● PASSAGE GIVEN:
* begin *

A fence along the U.S Mexican border west of Nogales, Arizona, on March 16, 2018. (Brian van der Brug/Los Angeles Times/TNS)
March 26, 2019

The Pentagon has authorized up to $1 billion in funding for 57 miles of “pedestrian fencing” along the southern border with Mexico, it announced late Monday.

The funds, said to be coming from Army accounts, will help construct 18-foot-high pedestrian fencing, as well as add other security measures in two Yuma sectors and one El Paso sector, which are considered drug corridors.

Acting Defense Secretary Patrick Shanahan said the money will go to the Department of Homeland Security (DHS) and Customs and Border Patrol (CBP), and that the U.S. Army Corps of Engineers can begin planning.

This is reportedly the first time the Pentagon will transfer funds under section 284, which allows the Pentagon to “construct roads and fences and to install lighting to block drug-smuggling corridors across international boundaries of the United States in support of counter-narcotic activities of Federal law enforcement agencies,” Fox News pointed out.

The announcement comes not long after President Donald Trump vetoed Congress’ bill overturning his national emergency declaration on the border wall.

The House of Representatives is slated to hold another vote to overturn the veto today, but it is not expected to pass, thus the emergency declaration would stand.

Trump declared a national emergency this past February in order to fund an additional $6.5 billion for southern border security.

Trump is seeking $6.5 billion in addition to what Congress approved for border security, which is $1.375 billion. That brings the total to roughly $8 billion for more than 200 miles of steel border barriers. Congress’ funding provided for about 55 miles of barriers.

The funds are to be redirected from the Pentagon and U.S. Treasury.

* end *

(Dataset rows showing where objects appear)
* begin *

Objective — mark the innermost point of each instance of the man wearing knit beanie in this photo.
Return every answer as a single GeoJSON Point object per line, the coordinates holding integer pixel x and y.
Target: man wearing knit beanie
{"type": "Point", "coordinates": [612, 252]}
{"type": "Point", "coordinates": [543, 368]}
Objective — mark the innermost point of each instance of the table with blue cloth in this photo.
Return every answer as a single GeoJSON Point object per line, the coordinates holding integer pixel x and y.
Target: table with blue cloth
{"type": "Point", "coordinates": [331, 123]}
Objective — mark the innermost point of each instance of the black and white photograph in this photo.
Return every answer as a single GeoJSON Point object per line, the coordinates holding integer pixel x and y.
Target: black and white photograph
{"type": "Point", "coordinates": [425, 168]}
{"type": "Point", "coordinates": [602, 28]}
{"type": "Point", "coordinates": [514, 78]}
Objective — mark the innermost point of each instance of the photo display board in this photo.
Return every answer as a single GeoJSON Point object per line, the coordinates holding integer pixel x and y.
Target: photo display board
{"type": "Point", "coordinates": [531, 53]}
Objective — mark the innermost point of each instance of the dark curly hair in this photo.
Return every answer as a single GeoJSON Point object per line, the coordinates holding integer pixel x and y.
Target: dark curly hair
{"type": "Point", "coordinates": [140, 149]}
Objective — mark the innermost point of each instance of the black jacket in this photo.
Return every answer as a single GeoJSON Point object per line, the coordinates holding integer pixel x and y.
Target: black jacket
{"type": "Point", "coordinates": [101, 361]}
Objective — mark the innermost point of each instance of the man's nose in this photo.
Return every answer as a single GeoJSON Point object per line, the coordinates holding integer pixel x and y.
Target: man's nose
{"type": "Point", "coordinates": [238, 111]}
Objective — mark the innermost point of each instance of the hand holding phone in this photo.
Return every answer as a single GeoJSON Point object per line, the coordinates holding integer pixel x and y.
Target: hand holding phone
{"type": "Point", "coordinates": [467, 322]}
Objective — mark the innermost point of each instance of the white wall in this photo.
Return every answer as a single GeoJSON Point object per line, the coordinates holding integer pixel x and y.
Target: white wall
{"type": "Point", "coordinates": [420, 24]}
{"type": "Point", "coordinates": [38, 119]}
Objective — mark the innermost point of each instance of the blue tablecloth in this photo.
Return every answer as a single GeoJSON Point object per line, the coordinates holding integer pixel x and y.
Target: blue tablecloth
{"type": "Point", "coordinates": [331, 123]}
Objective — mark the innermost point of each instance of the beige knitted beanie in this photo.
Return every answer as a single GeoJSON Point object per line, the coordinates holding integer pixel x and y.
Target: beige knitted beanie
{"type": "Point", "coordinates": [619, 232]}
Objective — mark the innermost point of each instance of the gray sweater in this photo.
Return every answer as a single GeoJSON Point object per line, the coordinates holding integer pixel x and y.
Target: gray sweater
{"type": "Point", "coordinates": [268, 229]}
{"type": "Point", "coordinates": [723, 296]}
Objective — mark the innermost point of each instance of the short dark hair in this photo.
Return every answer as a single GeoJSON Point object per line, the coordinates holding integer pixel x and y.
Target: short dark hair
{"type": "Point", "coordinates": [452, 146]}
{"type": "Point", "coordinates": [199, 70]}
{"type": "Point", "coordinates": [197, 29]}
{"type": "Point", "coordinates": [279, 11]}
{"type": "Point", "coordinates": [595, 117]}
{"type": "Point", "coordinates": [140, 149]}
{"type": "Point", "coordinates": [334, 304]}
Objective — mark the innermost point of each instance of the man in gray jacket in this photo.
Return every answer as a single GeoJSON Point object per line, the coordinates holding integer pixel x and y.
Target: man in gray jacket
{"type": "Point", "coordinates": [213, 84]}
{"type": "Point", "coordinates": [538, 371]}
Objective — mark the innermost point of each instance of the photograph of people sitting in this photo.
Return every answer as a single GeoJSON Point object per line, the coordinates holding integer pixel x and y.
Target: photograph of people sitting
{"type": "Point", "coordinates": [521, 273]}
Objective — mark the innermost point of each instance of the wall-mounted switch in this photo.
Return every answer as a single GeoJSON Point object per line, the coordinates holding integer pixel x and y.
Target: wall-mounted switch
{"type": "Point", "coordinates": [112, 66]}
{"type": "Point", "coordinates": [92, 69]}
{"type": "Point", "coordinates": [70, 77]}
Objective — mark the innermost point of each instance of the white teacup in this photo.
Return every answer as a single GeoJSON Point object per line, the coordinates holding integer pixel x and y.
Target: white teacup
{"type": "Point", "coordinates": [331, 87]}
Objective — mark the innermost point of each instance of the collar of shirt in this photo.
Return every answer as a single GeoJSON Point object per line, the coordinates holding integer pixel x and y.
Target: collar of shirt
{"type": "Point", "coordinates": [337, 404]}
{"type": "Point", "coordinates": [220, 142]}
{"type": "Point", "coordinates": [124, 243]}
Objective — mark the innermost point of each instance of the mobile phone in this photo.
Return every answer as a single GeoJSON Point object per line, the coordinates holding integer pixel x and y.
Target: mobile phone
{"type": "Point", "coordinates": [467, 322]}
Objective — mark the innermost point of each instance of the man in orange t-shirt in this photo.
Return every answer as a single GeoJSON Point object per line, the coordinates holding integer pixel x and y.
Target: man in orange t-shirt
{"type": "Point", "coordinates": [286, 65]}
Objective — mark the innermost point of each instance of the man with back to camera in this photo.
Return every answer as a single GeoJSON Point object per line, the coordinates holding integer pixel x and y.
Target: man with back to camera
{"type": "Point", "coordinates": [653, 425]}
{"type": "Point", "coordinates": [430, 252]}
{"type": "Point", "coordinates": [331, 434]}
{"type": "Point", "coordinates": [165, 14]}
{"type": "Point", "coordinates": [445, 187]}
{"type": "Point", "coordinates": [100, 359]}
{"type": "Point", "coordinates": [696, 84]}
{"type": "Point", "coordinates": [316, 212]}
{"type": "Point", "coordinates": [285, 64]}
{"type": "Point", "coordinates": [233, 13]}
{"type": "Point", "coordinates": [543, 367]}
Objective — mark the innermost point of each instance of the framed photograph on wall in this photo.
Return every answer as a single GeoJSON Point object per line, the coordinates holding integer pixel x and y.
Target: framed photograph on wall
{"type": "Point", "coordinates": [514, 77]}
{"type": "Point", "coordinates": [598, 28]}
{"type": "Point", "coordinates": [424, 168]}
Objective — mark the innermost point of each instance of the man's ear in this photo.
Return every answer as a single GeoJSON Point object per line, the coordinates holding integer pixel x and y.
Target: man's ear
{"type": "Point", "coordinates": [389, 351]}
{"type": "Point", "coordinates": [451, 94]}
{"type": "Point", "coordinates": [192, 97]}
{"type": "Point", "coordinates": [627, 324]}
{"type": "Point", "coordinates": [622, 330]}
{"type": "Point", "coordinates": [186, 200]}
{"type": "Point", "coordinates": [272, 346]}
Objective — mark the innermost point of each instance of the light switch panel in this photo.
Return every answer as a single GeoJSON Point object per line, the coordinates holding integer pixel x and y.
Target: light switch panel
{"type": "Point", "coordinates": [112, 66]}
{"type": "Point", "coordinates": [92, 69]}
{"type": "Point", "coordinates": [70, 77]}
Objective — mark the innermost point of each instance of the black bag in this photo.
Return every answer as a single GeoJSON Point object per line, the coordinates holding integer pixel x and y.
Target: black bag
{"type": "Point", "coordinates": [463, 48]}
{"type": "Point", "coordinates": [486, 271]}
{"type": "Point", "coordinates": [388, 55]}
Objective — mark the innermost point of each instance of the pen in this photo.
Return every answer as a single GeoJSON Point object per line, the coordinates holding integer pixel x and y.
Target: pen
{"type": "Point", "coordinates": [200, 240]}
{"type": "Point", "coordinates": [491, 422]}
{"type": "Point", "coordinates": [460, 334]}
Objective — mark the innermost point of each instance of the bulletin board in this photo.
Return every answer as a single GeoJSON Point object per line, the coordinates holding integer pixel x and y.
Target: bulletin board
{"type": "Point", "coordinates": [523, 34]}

* end *

● PROBLEM DESCRIPTION:
Answer these questions about the border fencing article above:
1. How tall will the pedestrian fencing funded by the Pentagon be?
2. Who said the money will go to DHS and CBP?
3. About how many miles of barriers did Congress' funding provide for?

● SOLVED PROBLEM:
1. 18 feet high.
2. Acting Defense Secretary Patrick Shanahan.
3. About 55 miles.